### What you should do
Transcribe the entries below with complete accuracy, excluding the pictures.

### Information provided
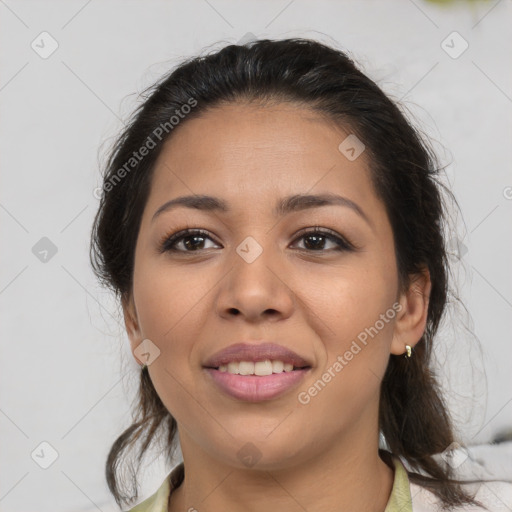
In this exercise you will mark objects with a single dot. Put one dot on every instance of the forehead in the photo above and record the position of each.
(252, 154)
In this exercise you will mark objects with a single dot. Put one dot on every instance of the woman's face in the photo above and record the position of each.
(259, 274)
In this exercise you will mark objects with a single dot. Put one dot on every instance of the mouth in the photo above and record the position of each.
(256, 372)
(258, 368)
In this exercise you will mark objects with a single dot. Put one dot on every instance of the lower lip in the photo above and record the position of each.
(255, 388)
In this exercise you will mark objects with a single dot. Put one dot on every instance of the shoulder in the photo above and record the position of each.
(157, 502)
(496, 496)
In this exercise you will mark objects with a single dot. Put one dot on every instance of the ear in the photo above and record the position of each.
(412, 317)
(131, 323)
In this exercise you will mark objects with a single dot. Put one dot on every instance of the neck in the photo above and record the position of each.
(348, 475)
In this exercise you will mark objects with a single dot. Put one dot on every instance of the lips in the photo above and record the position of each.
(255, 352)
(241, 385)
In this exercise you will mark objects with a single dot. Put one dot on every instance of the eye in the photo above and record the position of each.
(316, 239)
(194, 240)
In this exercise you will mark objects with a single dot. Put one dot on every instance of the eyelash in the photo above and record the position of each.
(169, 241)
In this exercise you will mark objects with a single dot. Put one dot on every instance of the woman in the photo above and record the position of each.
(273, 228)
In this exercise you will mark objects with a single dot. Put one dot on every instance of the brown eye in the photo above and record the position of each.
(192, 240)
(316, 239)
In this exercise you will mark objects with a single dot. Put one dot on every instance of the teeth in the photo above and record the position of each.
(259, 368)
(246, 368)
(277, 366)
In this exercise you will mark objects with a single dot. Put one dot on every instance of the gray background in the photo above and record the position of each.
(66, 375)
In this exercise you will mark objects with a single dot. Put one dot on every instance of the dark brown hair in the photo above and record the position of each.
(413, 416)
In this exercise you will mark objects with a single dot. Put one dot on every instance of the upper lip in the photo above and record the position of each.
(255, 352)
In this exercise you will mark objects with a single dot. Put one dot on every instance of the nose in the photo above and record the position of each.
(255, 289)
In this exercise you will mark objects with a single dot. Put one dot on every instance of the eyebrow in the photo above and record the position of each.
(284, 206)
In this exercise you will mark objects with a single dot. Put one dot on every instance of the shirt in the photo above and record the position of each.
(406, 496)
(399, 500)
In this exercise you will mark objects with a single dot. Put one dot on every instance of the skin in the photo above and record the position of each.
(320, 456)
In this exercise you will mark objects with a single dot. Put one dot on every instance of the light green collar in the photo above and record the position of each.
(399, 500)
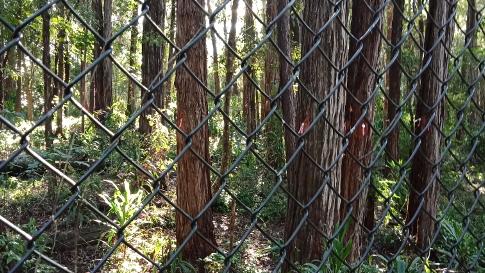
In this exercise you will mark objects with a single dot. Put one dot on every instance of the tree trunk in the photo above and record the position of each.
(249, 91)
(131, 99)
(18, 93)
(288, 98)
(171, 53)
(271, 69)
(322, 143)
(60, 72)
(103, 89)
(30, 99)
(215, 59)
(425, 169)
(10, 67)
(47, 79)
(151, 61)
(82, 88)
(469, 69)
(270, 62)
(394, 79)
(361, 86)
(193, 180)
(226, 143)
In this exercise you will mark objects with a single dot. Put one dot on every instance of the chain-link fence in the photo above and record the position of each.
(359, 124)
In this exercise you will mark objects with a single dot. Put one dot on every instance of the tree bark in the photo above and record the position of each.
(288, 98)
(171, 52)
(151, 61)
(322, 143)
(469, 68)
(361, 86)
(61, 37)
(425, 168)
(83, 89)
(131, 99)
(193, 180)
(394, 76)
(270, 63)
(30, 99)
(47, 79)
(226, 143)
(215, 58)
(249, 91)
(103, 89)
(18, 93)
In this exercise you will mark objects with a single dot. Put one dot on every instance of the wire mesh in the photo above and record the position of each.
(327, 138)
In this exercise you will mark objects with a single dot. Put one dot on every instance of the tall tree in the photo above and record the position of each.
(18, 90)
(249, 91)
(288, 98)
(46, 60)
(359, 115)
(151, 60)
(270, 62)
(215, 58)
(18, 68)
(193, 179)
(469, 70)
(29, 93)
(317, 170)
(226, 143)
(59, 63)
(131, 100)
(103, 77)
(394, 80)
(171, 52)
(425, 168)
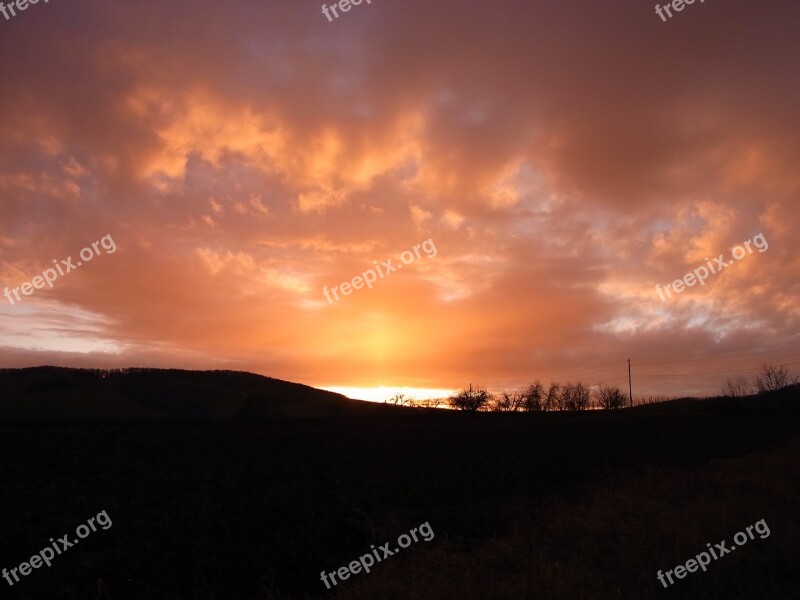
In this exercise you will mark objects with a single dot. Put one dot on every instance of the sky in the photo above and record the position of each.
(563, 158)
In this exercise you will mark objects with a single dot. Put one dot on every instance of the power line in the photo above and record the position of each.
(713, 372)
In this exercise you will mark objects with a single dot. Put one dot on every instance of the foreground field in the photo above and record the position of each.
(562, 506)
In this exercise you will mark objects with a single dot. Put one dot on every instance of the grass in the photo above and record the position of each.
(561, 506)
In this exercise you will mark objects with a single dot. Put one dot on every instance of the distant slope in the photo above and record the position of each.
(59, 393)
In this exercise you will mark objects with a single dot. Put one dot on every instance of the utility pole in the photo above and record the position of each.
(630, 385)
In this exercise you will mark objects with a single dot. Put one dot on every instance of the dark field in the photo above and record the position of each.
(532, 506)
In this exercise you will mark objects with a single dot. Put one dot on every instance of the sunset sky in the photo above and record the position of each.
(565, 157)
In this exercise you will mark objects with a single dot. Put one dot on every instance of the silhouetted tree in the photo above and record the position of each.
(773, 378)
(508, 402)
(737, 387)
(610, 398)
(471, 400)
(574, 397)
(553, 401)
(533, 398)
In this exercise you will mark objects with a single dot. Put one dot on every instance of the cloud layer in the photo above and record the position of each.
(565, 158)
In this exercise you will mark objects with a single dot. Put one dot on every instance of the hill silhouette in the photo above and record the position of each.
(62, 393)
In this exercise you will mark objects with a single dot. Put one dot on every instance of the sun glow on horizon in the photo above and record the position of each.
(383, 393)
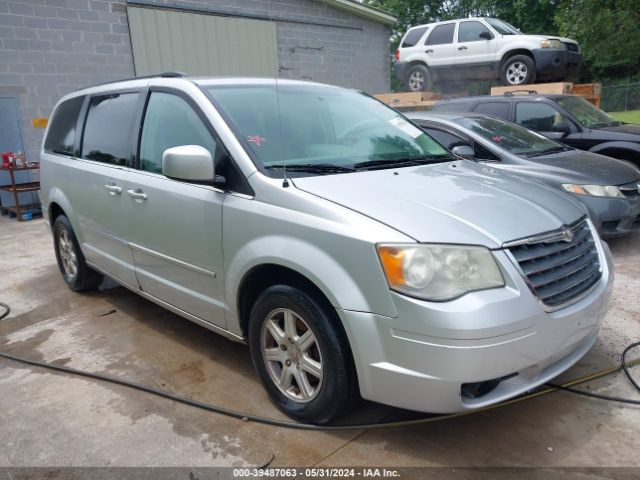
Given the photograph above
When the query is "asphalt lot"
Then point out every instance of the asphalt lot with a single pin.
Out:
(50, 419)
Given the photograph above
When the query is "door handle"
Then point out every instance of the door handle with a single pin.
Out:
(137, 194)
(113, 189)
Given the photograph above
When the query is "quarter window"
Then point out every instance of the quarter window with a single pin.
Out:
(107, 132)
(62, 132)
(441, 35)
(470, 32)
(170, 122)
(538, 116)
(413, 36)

### Expected answer
In this exercise you will mark objects with a single dot. Put one dot on every instance of the forehead in the photo above and record the position of each.
(252, 154)
In this exercise you will mark objects with a single dot. Put one dot on every instance of the woman's face in the photo above and record the position of each.
(259, 274)
In this exercise you will mark objects with a single dot. Put one dot on every instance of the mouth in the photo above and record the position of each.
(256, 372)
(258, 368)
In this exercise you will mark objects with a single dot. Put one dot on every instance of the lower lip in the photo above and record the position of each.
(255, 388)
In this exercise you will mark objects with a single dot. Put one dot on every instance of the shoulder in the photo above and record the position of each.
(157, 502)
(496, 496)
In this exercise you will mark objects with a single dot. Put one dot on every instance of the ear in the photo above and record the position of each.
(412, 317)
(131, 323)
In this exercise you will mark objects with a single dot. Put one dot on every instance of the neck in the photo above and record the position of each.
(348, 475)
In this exercise you will mark objects with a single dot. Put one dot on every instance of the lips in the photo above and record the position of each.
(255, 352)
(241, 385)
In this exercise you will mark objects with a single dot. Put one dot on every instance of the eye in the photo above and record the position of each.
(316, 239)
(194, 240)
In this exercise you will mark objects with a single dot. Put one dot on every instance of the eyelash in the photo above and record the position of each.
(169, 241)
In this exercise you will mark objects with a single dot. Put one dot on every instance of the woman in the photo above and record the position of each.
(273, 228)
In this exercise you will mark objects with a single dot. Put one dot on every instance of the brown eye in the photo above and record the position of each.
(192, 240)
(316, 239)
In this exercise you will mark objects with a single dot. Put one dot on every instance of the teeth in the photo above and record the position of each.
(259, 368)
(246, 368)
(277, 366)
In this exercise you will mark objects with a single dot. Put one dot on every instance of the gray background in the photo above and record the position of each.
(66, 375)
In this exercise you will mark objects with a single dot. Put one dot on every instance of the dark brown hair in the photo above and record the position of each.
(413, 416)
In this exercise you will mark objects with a single dot. Put one dot on every instance of the upper lip in the photo above and record the position of each.
(255, 352)
In this exercise you will mark objects with a single dot. Put one dot on every instance of the nose in the photo above and record the position of each.
(255, 289)
In this exercise you will mark objects with a single dot. Put one dot on every instance of the eyebrow in the photo above and record the position of each.
(284, 206)
In this exercise you will mark objects with a single dot. Put one dot on every instance of the shirt in the photo above and record the position of each.
(406, 496)
(399, 500)
In this exercise you will mark objects with a single dot. Put one dot on every instance of the skin in the photo above and record the position of each.
(320, 456)
In this exercise you will mark objects with a single dot. Put one dot on every instance of the light green collar in the photo above and record the position of each.
(399, 500)
In this exercise you will mark objects with a single dot. Put one dot on every instance of the tree trunk in the photo above and record the position of each.
(249, 91)
(131, 99)
(18, 93)
(288, 98)
(171, 53)
(271, 69)
(322, 143)
(60, 72)
(103, 89)
(30, 99)
(215, 59)
(425, 169)
(10, 67)
(47, 79)
(151, 61)
(82, 88)
(469, 69)
(270, 62)
(394, 79)
(361, 86)
(193, 180)
(226, 143)
In this exercise you will mark objects with a single dot. Put one dot on every instance of the chain-link fence in the photo above and record the position of each.
(359, 124)
In this exercise you will mark objects with a single dot. Put one dot on every instance of the tree bark in the photo above and record the position of each.
(288, 98)
(171, 52)
(151, 61)
(322, 143)
(469, 68)
(361, 86)
(61, 37)
(425, 168)
(83, 89)
(131, 99)
(193, 180)
(394, 76)
(270, 63)
(30, 99)
(47, 79)
(226, 143)
(215, 58)
(249, 91)
(103, 89)
(18, 93)
In this exercise you will mark objects with a single dot. Put one dot on every instance of the wire mesh in the photo above and record the position of each.
(327, 138)
In this exercise you will mark objects with a single dot. Put one dot on every instance of the tall tree in the photo above and record the position of each.
(18, 90)
(249, 91)
(288, 98)
(46, 60)
(359, 115)
(151, 60)
(270, 62)
(215, 58)
(18, 68)
(193, 179)
(469, 70)
(29, 93)
(317, 170)
(226, 143)
(59, 63)
(131, 100)
(103, 77)
(394, 80)
(171, 52)
(425, 168)
In this exercise you will mark objects with a single dot. Put one dot on every instance of the sky in the photo above and record the position of each.
(563, 158)
In this exercise you will mark objects with a single dot. Put one dot on every instance of the power line in the photo above and record the position of each.
(713, 372)
In this exercise you will mark objects with a single dot. Put one dot on every instance of the foreground field in the photo above and record the position of each.
(562, 506)
In this exercise you will mark objects with a single dot. Put one dot on every instance of the grass in the photo above and record the position of each.
(561, 506)
In this exercise you will mark objects with a single dot. Put one dot on every instance of the distant slope in the photo above and record the position of each.
(59, 393)
In this exercise you will mark objects with a single dot. Put one dot on every instance of the utility pole in the photo above and record the position of each.
(630, 385)
In this exercise you will mark objects with a single dot. Put one dot on every instance of the dark field in the photo above and record the position of each.
(532, 506)
In this exercise you will mark objects with a single dot. Put one dot on every instance of the sunset sky in the photo above and record the position of each.
(565, 157)
In this exercise you will mark objects with a single dot. Put one dot on every instance of the silhouetted tree in the photo above and record the position of each.
(773, 378)
(508, 402)
(737, 387)
(610, 398)
(471, 400)
(574, 397)
(553, 401)
(533, 398)
In this exercise you will mark objects with a single dot. Put one dot on every instance of the cloud layer in the photo above and record the position of each.
(565, 158)
In this exercise you will mark objects with a single dot. Put one dot on every instance of the hill silhouette in the photo above and record the position of each.
(62, 393)
In this exercise you will mark objects with a single dot. Put one dot on every instance of the sun glow on horizon in the photo above and record the position of each.
(383, 393)
Given the photograph above
When the query is "asphalt lot"
Then point out every instance of the asphalt lot with a single pin.
Out:
(50, 419)
Given the photograph above
When the query is "door handle"
Then point out every instance of the door handle with a single pin.
Out:
(137, 194)
(113, 189)
Given the photograph above
When the query is "quarter window"
Then point out every instance of the quarter window with a single pin.
Out:
(107, 132)
(62, 132)
(441, 35)
(470, 32)
(170, 122)
(538, 116)
(413, 36)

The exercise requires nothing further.